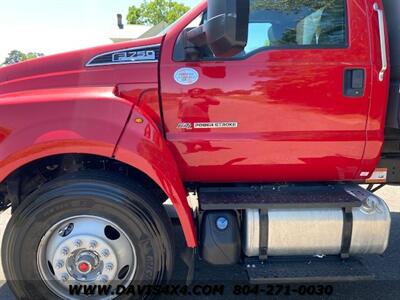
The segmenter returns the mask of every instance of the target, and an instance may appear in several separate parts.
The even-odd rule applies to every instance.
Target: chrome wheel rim
[[[47,287],[57,296],[71,299],[71,285],[111,285],[111,290],[127,287],[136,273],[137,257],[131,239],[115,223],[79,215],[58,222],[42,237],[37,264]]]

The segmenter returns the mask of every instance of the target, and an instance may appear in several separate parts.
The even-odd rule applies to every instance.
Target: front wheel
[[[115,298],[117,287],[160,284],[171,275],[171,230],[161,203],[135,182],[67,175],[13,214],[2,245],[4,272],[18,299],[87,299],[71,295],[71,285],[108,285],[109,295],[93,297]]]

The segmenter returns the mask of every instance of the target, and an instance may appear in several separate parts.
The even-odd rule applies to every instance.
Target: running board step
[[[360,207],[370,194],[356,184],[199,188],[202,210]]]
[[[246,262],[252,284],[324,283],[373,280],[371,273],[359,260],[326,258],[270,258],[265,262]]]

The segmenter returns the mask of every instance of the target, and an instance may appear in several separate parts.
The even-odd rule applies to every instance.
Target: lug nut
[[[94,248],[96,248],[97,247],[97,242],[96,241],[90,241],[90,243],[89,243],[89,248],[90,249],[94,249]]]
[[[108,263],[105,266],[106,271],[111,271],[114,268],[114,265],[112,263]]]
[[[100,276],[99,281],[101,283],[107,283],[108,277],[106,275]]]
[[[57,269],[61,269],[62,267],[64,267],[64,261],[59,260],[59,261],[57,262],[57,264],[56,264],[56,268],[57,268]]]
[[[101,255],[104,257],[108,257],[110,255],[110,251],[108,249],[103,249],[101,251]]]
[[[75,242],[74,242],[74,246],[75,247],[80,247],[82,245],[82,241],[81,240],[76,240]]]
[[[67,273],[64,273],[64,274],[61,275],[62,282],[66,282],[68,279],[69,279],[69,276],[68,276]]]
[[[61,254],[62,254],[62,255],[66,256],[66,255],[68,255],[68,253],[69,253],[68,247],[62,248],[62,250],[61,250]]]

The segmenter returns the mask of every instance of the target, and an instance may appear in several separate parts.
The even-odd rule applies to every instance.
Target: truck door
[[[359,178],[371,89],[363,0],[251,0],[245,51],[185,57],[171,30],[160,63],[166,137],[185,181]],[[187,56],[187,55],[186,55]]]

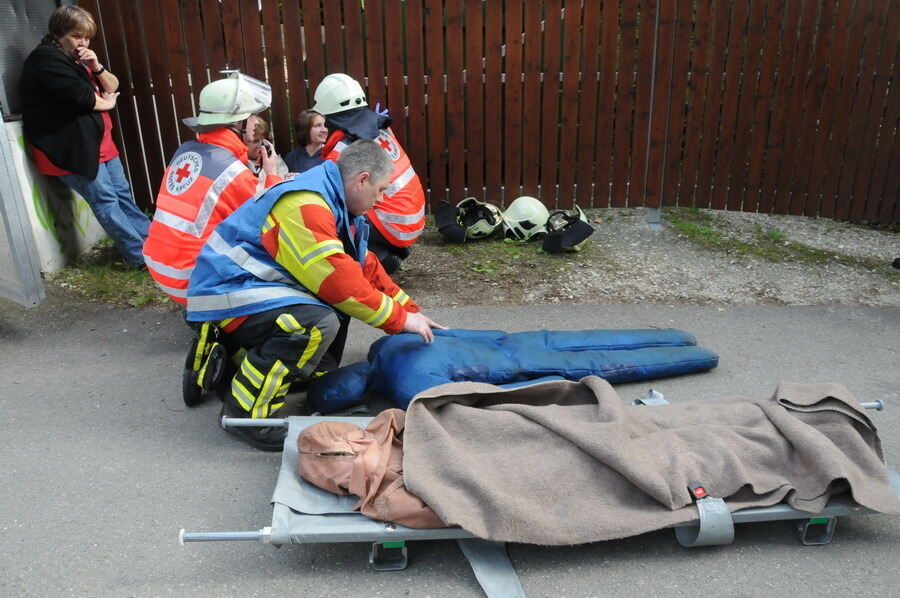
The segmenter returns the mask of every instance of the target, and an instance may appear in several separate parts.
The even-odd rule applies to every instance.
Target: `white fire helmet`
[[[359,82],[344,73],[332,73],[322,79],[313,99],[316,103],[312,109],[325,115],[369,105]]]

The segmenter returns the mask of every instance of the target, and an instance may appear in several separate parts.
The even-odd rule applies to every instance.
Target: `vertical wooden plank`
[[[541,9],[525,2],[522,63],[522,194],[538,196],[541,174]]]
[[[391,10],[396,5],[396,11]],[[422,184],[426,189],[431,189],[431,177],[429,165],[427,162],[426,141],[429,134],[426,128],[425,120],[425,45],[423,43],[424,20],[422,15],[422,4],[420,0],[413,2],[404,2],[405,10],[404,22],[406,23],[406,69],[408,75],[408,83],[406,87],[407,98],[409,101],[408,128],[409,136],[407,138],[407,153],[412,160],[413,167],[422,179]],[[389,0],[385,4],[385,15],[388,18],[385,22],[390,22],[391,15],[399,15],[400,3],[398,0]],[[390,39],[390,35],[388,35]],[[391,75],[391,62],[388,61],[388,76]],[[434,194],[429,194],[429,203],[434,206],[436,203]]]
[[[316,87],[325,78],[325,51],[322,40],[322,13],[319,0],[299,0],[303,18],[303,49],[306,51],[306,75],[309,80],[310,100]],[[335,40],[334,43],[338,43]],[[312,106],[310,106],[312,107]]]
[[[762,192],[762,167],[766,154],[766,139],[769,136],[769,113],[772,109],[774,93],[775,62],[778,56],[778,45],[781,33],[781,20],[784,18],[785,0],[770,0],[766,11],[765,31],[763,35],[762,63],[759,72],[759,83],[753,103],[753,122],[751,123],[749,158],[747,164],[747,190],[744,193],[743,210],[756,212],[759,209]]]
[[[200,95],[203,86],[209,83],[207,74],[206,47],[203,39],[203,22],[200,19],[199,0],[178,0],[178,12],[181,14],[181,27],[184,31],[184,41],[187,48],[187,65],[188,78],[191,88],[191,96],[194,101],[191,102],[191,109],[187,113],[182,114],[185,118],[193,116],[193,107],[196,106],[196,99]],[[183,124],[181,132],[184,138],[190,139],[194,133]]]
[[[732,3],[728,34],[728,57],[725,60],[725,89],[722,96],[722,117],[719,121],[719,137],[716,145],[716,167],[713,176],[711,207],[717,210],[734,209],[729,195],[729,175],[734,156],[734,135],[737,126],[737,109],[741,92],[741,66],[744,62],[748,0]]]
[[[172,107],[172,89],[169,85],[169,65],[166,61],[166,50],[171,49],[179,40],[166,39],[165,31],[160,19],[160,6],[156,0],[143,0],[141,3],[141,17],[144,23],[144,35],[146,40],[152,40],[147,44],[147,56],[150,66],[150,85],[153,94],[153,104],[156,108],[157,125],[159,127],[158,142],[162,146],[162,160],[168,162],[169,156],[175,153],[180,145],[178,142],[178,124],[175,120],[175,110]],[[153,139],[144,137],[144,143]],[[160,179],[162,171],[160,171]]]
[[[878,162],[879,154],[885,151],[882,137],[885,135],[885,129],[893,130],[896,123],[896,119],[885,119],[884,116],[887,114],[889,106],[888,84],[892,77],[892,66],[895,64],[896,48],[900,45],[897,43],[898,39],[900,39],[900,7],[889,11],[887,15],[873,77],[872,101],[868,111],[869,120],[862,136],[864,142],[860,149],[856,183],[853,186],[854,203],[864,204],[858,213],[863,220],[869,222],[877,220],[880,211],[879,204],[882,201],[880,193],[871,193],[874,167]]]
[[[393,10],[397,12],[394,13]],[[396,0],[392,0],[386,3],[385,11],[388,15],[396,14],[400,15],[400,4]],[[425,129],[424,124],[421,125],[422,128],[413,129],[412,121],[407,118],[404,114],[404,105],[405,102],[403,100],[403,19],[398,17],[389,17],[384,20],[385,26],[385,34],[387,38],[387,75],[388,75],[388,85],[386,95],[383,96],[384,102],[386,102],[386,106],[388,106],[393,112],[393,125],[391,125],[394,134],[397,136],[397,139],[400,140],[400,143],[404,142],[410,143],[420,143],[420,147],[425,147]],[[418,30],[418,39],[421,40],[421,23],[419,24],[420,29]],[[421,65],[421,52],[419,53],[419,64]],[[421,68],[421,67],[420,67]],[[424,89],[424,86],[421,85],[421,70],[419,72],[418,81],[420,82],[420,87]],[[425,98],[424,91],[421,92],[419,97],[415,98],[421,107],[420,115],[422,117],[422,122],[424,123],[424,106],[425,106]],[[369,102],[371,103],[372,96],[369,96]],[[413,98],[410,98],[410,101],[413,101]],[[409,129],[407,129],[409,127]],[[416,137],[421,137],[421,140],[416,140]],[[406,145],[404,147],[409,150],[410,148]],[[420,150],[421,151],[421,150]],[[422,152],[419,156],[419,159],[422,159],[424,163],[424,152]],[[415,168],[415,166],[414,166]],[[420,172],[421,176],[425,175],[425,170]]]
[[[444,19],[447,56],[447,165],[450,203],[465,197],[466,187],[466,126],[465,86],[463,84],[463,11],[461,2],[448,2]]]
[[[719,151],[719,114],[722,109],[722,81],[725,74],[725,49],[728,44],[728,24],[731,7],[725,2],[715,4],[710,48],[709,77],[706,81],[703,129],[700,133],[700,160],[694,205],[708,208],[712,202],[715,179],[715,160]]]
[[[466,0],[465,10],[466,185],[469,195],[483,199],[485,126],[484,82],[482,80],[484,76],[484,63],[482,62],[484,57],[484,17],[482,11],[484,3],[481,0]]]
[[[344,4],[344,43],[347,56],[347,74],[365,84],[365,44],[362,33],[362,3],[359,0],[343,0]],[[373,103],[372,106],[375,104]]]
[[[888,2],[873,3],[872,20],[866,28],[863,66],[860,69],[856,97],[853,101],[853,111],[850,114],[850,130],[854,134],[848,138],[847,146],[844,148],[844,169],[841,171],[841,180],[838,186],[839,203],[836,216],[840,219],[862,220],[865,209],[865,197],[853,196],[853,186],[860,165],[863,143],[871,141],[870,139],[864,139],[863,132],[865,131],[866,120],[871,109],[873,73],[881,45],[881,33],[887,21],[888,4]],[[896,38],[894,40],[896,42]]]
[[[659,0],[641,2],[638,25],[637,82],[634,96],[634,125],[631,134],[628,205],[644,205],[647,178],[647,149],[650,143],[650,97],[653,94],[653,59],[657,42]]]
[[[91,6],[84,5],[97,21],[100,31],[98,37],[105,41],[107,48],[125,47],[122,30],[122,16],[115,0],[98,0]],[[94,44],[95,46],[101,44]],[[144,162],[144,148],[141,145],[140,119],[134,104],[134,90],[131,81],[134,78],[128,55],[121,51],[110,51],[103,57],[103,65],[119,78],[119,96],[113,118],[113,137],[122,162],[128,170],[131,191],[135,202],[142,208],[149,208],[156,200],[156,188],[150,184]]]
[[[337,0],[323,0],[322,19],[325,26],[325,67],[328,74],[345,73],[344,31],[341,4]]]
[[[597,131],[597,92],[600,84],[597,72],[600,55],[600,10],[599,2],[586,2],[582,16],[582,74],[581,97],[578,102],[578,165],[575,176],[575,201],[584,208],[592,205],[596,177],[597,139],[595,135]],[[527,166],[525,171],[528,172]]]
[[[272,86],[272,133],[275,136],[275,150],[285,154],[293,147],[291,143],[291,111],[289,107],[290,90],[287,85],[287,73],[284,68],[284,46],[281,43],[281,14],[280,2],[264,2],[262,4],[262,35],[265,40],[265,48],[260,48],[260,54],[265,51],[266,67],[268,71],[269,85]],[[287,9],[287,7],[285,7]]]
[[[778,175],[778,189],[775,197],[775,213],[791,213],[791,180],[796,172],[795,163],[800,148],[797,142],[800,136],[800,124],[803,122],[804,91],[809,77],[812,41],[816,32],[816,16],[818,2],[807,0],[800,17],[799,38],[797,41],[797,57],[793,68],[793,83],[788,111],[785,118],[784,149],[781,157],[781,168]]]
[[[688,106],[684,138],[684,162],[681,167],[679,206],[694,206],[700,168],[701,130],[708,95],[709,53],[712,48],[712,3],[700,2],[694,17],[693,45],[688,82]],[[716,51],[715,49],[713,51]]]
[[[193,132],[181,123],[182,118],[193,114],[188,73],[188,48],[181,33],[182,19],[178,10],[178,0],[161,0],[159,8],[168,44],[168,74],[172,80],[172,97],[175,102],[173,115],[175,130],[172,141],[181,144],[194,138]],[[170,155],[167,153],[165,157],[168,158]]]
[[[900,222],[900,168],[897,168],[896,166],[897,164],[900,164],[900,139],[894,139],[894,149],[891,152],[891,159],[888,162],[894,166],[888,171],[888,176],[884,181],[884,188],[881,191],[881,195],[893,204],[891,206],[893,208],[893,213],[888,212],[887,206],[883,203],[883,212],[887,214],[883,222],[895,224]]]
[[[669,121],[666,128],[666,160],[663,164],[660,185],[660,205],[678,205],[678,187],[684,164],[685,118],[688,102],[688,75],[691,70],[691,32],[693,25],[693,2],[677,0],[675,12],[675,39],[672,46],[672,77]]]
[[[797,55],[799,39],[795,27],[800,18],[800,0],[789,0],[787,12],[781,22],[781,44],[776,68],[775,93],[772,102],[771,125],[769,126],[766,158],[763,164],[763,183],[759,197],[760,212],[771,213],[778,194],[778,180],[781,173],[781,156],[784,152],[785,125],[788,99],[791,94],[791,72]]]
[[[507,198],[522,186],[522,1],[506,0],[506,82],[503,86],[503,187]]]
[[[225,37],[225,64],[227,68],[247,72],[244,61],[244,36],[241,31],[240,0],[221,0],[222,31]],[[214,79],[216,77],[213,77]]]
[[[394,113],[392,118],[398,121],[406,122],[403,107],[403,37],[402,33],[397,39],[391,39],[392,51],[389,54],[391,62],[399,67],[400,81],[397,89],[399,94],[393,101],[388,102],[387,87],[385,86],[385,66],[384,66],[384,33],[385,23],[382,18],[382,0],[374,0],[366,2],[365,5],[365,40],[366,40],[366,78],[368,82],[368,91],[366,97],[369,99],[369,105],[375,106],[381,103],[383,107],[393,107]],[[389,19],[397,23],[399,29],[402,20],[399,15]],[[402,29],[400,30],[402,32]],[[395,131],[396,133],[396,131]],[[402,143],[402,142],[401,142]]]
[[[669,138],[670,111],[683,111],[681,102],[672,104],[672,65],[675,45],[675,15],[677,0],[659,0],[657,2],[658,26],[656,33],[656,59],[653,77],[652,114],[649,119],[649,137],[647,139],[646,176],[642,183],[643,204],[647,207],[662,206],[662,186],[665,176],[667,152],[677,154],[681,151],[680,139]]]
[[[447,200],[447,135],[444,127],[444,31],[441,0],[425,0],[428,75],[428,161],[431,202]]]
[[[813,148],[809,152],[811,154],[811,166],[805,209],[807,216],[819,215],[828,218],[834,214],[834,197],[824,197],[822,188],[829,170],[826,160],[827,150],[835,130],[835,123],[841,119],[841,115],[837,113],[837,106],[841,93],[842,74],[847,60],[847,47],[852,36],[850,16],[853,10],[853,2],[838,2],[837,9],[831,60],[827,66],[825,84],[822,89],[822,113],[818,123],[819,134],[816,136]],[[812,207],[815,207],[815,213],[812,213]]]
[[[271,0],[269,0],[271,1]],[[238,12],[241,22],[241,42],[244,50],[244,74],[266,80],[266,65],[263,61],[262,33],[260,32],[259,0],[239,0]],[[268,40],[266,40],[268,41]],[[281,42],[279,32],[278,42]]]
[[[619,21],[619,62],[616,85],[615,153],[613,154],[612,205],[628,205],[628,181],[632,157],[631,130],[634,102],[634,59],[637,48],[637,0],[622,0]]]
[[[541,84],[541,192],[540,197],[548,206],[555,205],[556,184],[559,181],[559,92],[560,92],[560,47],[562,30],[562,0],[547,0],[544,3],[544,57],[542,63],[543,83]],[[488,101],[490,106],[490,101]],[[490,120],[488,120],[490,122]],[[507,204],[513,197],[508,198]]]
[[[750,160],[749,149],[751,128],[753,125],[754,97],[759,85],[761,69],[760,52],[763,43],[763,26],[766,17],[765,2],[751,3],[745,34],[746,49],[741,66],[741,93],[737,106],[737,121],[734,134],[734,156],[729,167],[731,181],[728,193],[728,209],[744,210],[744,198],[747,195],[747,166]],[[754,205],[755,201],[751,202]],[[752,210],[750,210],[752,211]]]
[[[300,19],[300,6],[295,2],[283,5],[282,21],[284,27],[285,55],[287,58],[288,110],[290,112],[291,146],[297,144],[294,138],[294,125],[300,113],[312,108],[312,91],[306,82],[306,65],[303,60],[303,28]],[[267,34],[268,35],[268,34]]]
[[[548,7],[547,14],[550,14]],[[484,15],[484,120],[491,128],[491,141],[485,143],[484,177],[487,193],[485,201],[497,205],[509,205],[514,198],[503,197],[503,144],[496,142],[503,130],[503,83],[501,58],[503,52],[503,3],[485,3]]]
[[[900,64],[900,45],[897,46],[894,55],[894,64]],[[883,223],[891,222],[894,206],[900,203],[900,195],[896,192],[888,193],[886,186],[891,171],[898,170],[896,165],[900,164],[900,162],[891,161],[892,148],[896,151],[900,146],[900,129],[898,129],[898,125],[900,125],[900,89],[892,85],[886,102],[881,136],[878,140],[878,158],[875,161],[872,182],[869,185],[869,197],[881,198],[878,216],[873,220]]]
[[[123,2],[120,6],[125,33],[124,46],[131,64],[131,93],[137,102],[137,122],[141,132],[140,139],[143,140],[148,186],[152,196],[155,197],[155,186],[162,179],[166,162],[163,160],[160,148],[159,130],[153,106],[153,90],[150,87],[151,75],[143,43],[145,38],[141,27],[140,6],[133,2]]]
[[[609,207],[610,173],[613,156],[613,108],[616,101],[616,52],[619,37],[619,2],[603,2],[603,31],[600,36],[600,82],[597,108],[596,161],[594,171],[595,208]]]
[[[201,0],[200,11],[210,80],[215,81],[221,77],[219,71],[228,66],[228,57],[225,50],[225,33],[222,29],[224,21],[222,5],[219,0]],[[199,95],[200,91],[195,90],[195,93]]]
[[[819,22],[816,27],[816,43],[810,63],[809,78],[806,82],[803,125],[800,129],[798,153],[794,179],[791,182],[791,214],[806,214],[815,216],[818,212],[818,202],[810,201],[807,205],[809,192],[809,172],[811,170],[810,158],[815,147],[817,133],[821,131],[822,100],[825,95],[825,74],[828,71],[828,63],[831,58],[831,49],[834,41],[834,11],[835,3],[822,2],[819,10]]]

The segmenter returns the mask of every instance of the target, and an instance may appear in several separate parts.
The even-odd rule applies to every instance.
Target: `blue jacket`
[[[368,227],[357,218],[356,238],[344,201],[338,167],[326,162],[290,181],[274,185],[223,220],[203,246],[191,274],[187,319],[217,321],[300,303],[325,305],[276,262],[262,245],[260,229],[275,203],[286,193],[312,191],[321,195],[335,217],[344,250],[365,260]]]

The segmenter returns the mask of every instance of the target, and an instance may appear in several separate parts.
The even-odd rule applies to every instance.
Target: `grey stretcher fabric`
[[[769,399],[630,406],[601,378],[505,390],[461,382],[407,412],[404,478],[478,537],[565,545],[696,520],[688,485],[731,511],[831,496],[900,513],[875,426],[847,389],[781,383]]]

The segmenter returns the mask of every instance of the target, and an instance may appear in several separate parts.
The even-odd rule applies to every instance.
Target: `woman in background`
[[[328,139],[325,117],[315,110],[304,110],[297,118],[294,132],[297,147],[284,157],[288,170],[301,173],[321,164],[322,147]]]
[[[150,219],[131,197],[112,138],[119,79],[88,47],[97,24],[83,8],[62,6],[47,29],[25,60],[19,86],[35,165],[84,197],[125,261],[143,267]]]

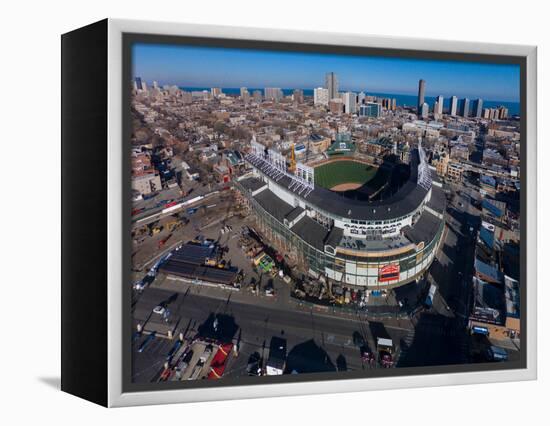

━━━━━━━━━━

**What is required**
Copy every line in the listing above where the string "wheel" turns up.

**Answer box**
Target: chrome wheel rim
Target: front wheel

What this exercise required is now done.